> **RECORD SET**:
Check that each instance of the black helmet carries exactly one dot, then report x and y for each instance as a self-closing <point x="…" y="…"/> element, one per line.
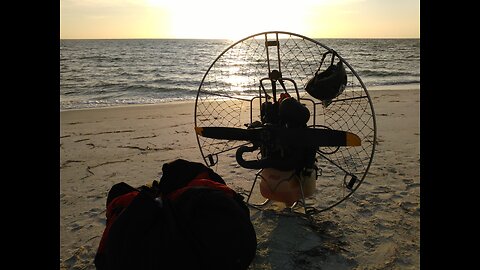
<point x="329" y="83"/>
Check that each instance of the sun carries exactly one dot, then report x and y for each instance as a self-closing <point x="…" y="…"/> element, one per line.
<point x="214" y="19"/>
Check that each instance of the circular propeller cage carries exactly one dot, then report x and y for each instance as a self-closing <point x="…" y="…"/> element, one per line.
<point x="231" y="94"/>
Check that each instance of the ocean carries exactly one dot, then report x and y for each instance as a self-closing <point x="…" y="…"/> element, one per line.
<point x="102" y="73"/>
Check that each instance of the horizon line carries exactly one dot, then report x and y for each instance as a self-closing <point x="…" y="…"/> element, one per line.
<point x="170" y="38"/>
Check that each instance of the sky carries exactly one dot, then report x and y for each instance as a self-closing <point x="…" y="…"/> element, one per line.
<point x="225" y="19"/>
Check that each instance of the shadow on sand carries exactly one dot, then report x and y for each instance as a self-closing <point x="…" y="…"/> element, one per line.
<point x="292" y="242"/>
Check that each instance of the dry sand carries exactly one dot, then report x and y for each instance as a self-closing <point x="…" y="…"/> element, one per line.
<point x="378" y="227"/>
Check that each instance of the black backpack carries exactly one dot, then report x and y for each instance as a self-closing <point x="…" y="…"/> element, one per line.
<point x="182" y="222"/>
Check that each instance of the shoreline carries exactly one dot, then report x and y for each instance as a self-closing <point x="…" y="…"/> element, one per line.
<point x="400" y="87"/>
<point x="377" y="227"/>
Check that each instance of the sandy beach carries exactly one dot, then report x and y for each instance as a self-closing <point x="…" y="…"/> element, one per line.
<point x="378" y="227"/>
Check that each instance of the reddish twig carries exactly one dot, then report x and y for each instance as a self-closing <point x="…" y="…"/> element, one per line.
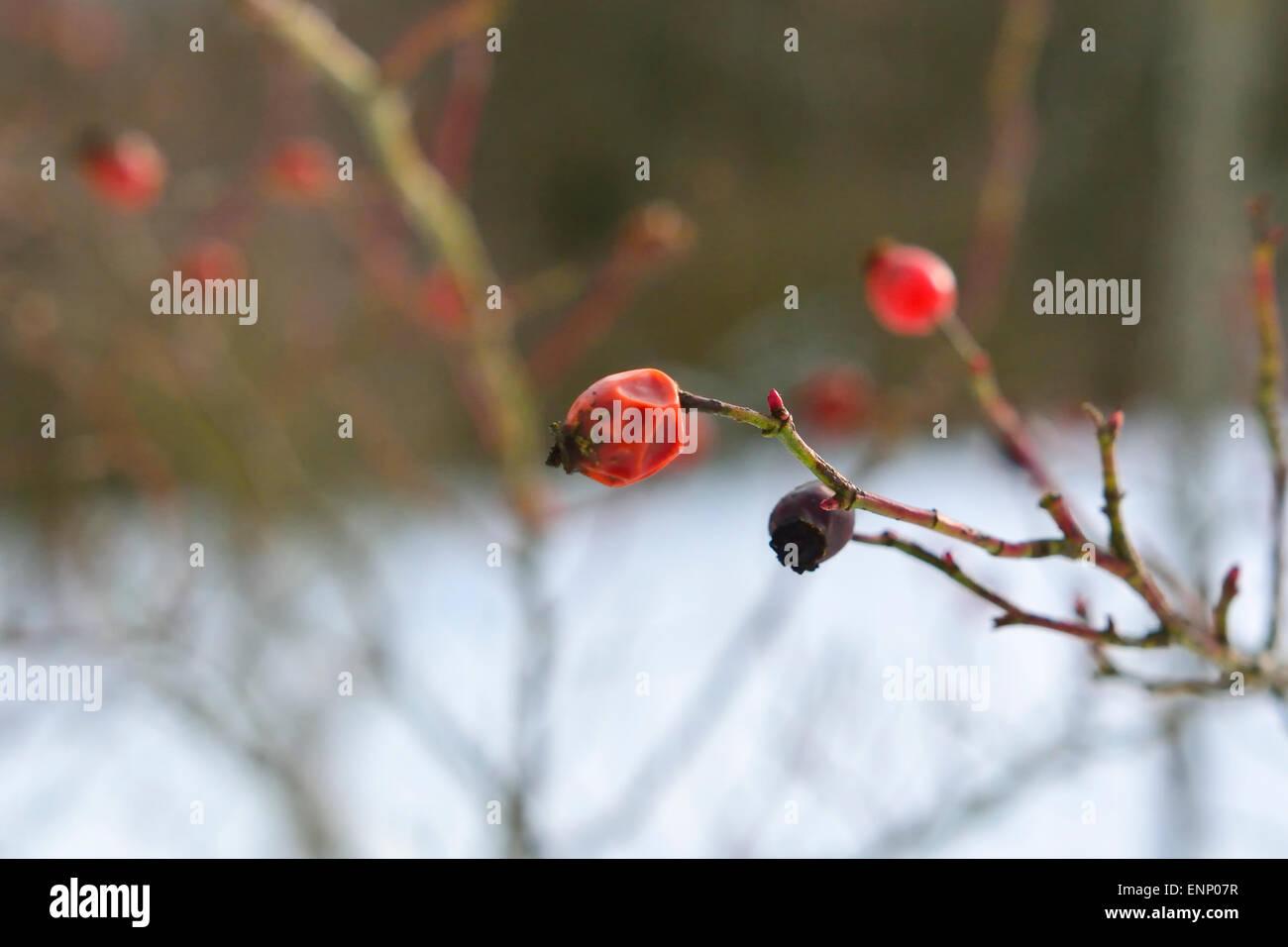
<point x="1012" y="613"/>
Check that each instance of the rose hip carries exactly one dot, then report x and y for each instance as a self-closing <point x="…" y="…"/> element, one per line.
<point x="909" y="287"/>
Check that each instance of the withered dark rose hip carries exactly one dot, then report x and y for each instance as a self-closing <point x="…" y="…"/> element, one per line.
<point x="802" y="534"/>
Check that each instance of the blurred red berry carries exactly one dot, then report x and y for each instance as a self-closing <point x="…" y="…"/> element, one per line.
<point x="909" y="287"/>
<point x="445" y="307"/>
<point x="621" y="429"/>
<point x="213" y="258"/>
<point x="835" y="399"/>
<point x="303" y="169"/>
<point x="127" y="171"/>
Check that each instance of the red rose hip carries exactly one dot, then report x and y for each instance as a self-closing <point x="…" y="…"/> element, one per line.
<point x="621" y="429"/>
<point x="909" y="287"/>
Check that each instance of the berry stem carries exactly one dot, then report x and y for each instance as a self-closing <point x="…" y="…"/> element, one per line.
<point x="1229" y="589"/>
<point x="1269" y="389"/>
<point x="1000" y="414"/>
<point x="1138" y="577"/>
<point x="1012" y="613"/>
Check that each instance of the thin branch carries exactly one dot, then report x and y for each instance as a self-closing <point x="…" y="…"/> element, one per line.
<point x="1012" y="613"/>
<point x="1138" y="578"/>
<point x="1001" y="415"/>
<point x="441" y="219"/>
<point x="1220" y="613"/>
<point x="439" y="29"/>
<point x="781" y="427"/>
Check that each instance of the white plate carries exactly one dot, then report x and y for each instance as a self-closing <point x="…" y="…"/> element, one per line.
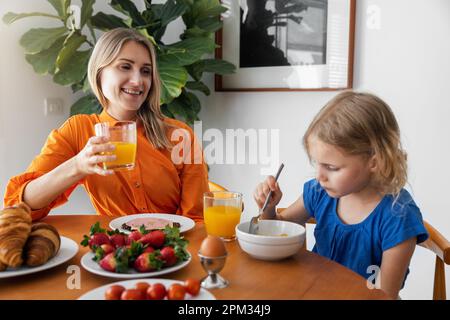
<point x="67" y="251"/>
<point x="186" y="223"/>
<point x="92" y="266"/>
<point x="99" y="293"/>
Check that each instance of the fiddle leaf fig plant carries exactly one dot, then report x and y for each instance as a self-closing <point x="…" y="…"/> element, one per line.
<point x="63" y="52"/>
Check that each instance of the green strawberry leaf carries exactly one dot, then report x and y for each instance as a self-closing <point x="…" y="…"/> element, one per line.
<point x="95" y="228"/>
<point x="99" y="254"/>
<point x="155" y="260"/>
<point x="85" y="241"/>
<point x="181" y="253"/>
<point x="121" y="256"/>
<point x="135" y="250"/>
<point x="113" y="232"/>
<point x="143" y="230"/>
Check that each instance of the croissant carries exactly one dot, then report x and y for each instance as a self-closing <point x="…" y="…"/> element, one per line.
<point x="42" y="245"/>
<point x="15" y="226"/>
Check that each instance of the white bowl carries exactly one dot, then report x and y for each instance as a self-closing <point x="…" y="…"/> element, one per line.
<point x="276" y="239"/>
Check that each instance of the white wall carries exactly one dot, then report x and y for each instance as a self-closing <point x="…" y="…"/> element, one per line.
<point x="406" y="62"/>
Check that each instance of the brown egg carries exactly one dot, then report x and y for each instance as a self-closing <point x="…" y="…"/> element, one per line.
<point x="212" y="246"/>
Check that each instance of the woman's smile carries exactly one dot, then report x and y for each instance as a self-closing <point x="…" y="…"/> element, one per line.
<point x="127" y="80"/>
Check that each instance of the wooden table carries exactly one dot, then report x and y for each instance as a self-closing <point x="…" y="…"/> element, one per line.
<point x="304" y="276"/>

> **TASK OBJECTIVE**: Starting with the line that contains "Check that each instance of the white wall" and going on through the end of the listing, write out every line again, requests included, and scale the x and y coordinates in the answers by 1.25, rounding each to a whole number with halves going up. Leave all other numbers unchanged.

> **SOLVED PROBLEM**:
Check that each instance of the white wall carries exactly one dot, then report x and y for each instance as a self-closing <point x="…" y="…"/> element, one per line.
<point x="508" y="78"/>
Check that each instance of the brown egg carries exactly one dot, then report x and y for each instance as a self-closing <point x="…" y="…"/> element, one per line.
<point x="265" y="308"/>
Check that each instance of the woman's smile carries exactly one dot, then report x and y for each instance as a self-closing <point x="…" y="…"/> element, one per line.
<point x="159" y="100"/>
Check that each instance of the wooden table carries exactly one dot, then report x and y for each instance as a self-closing <point x="…" y="…"/> element, one per line.
<point x="380" y="345"/>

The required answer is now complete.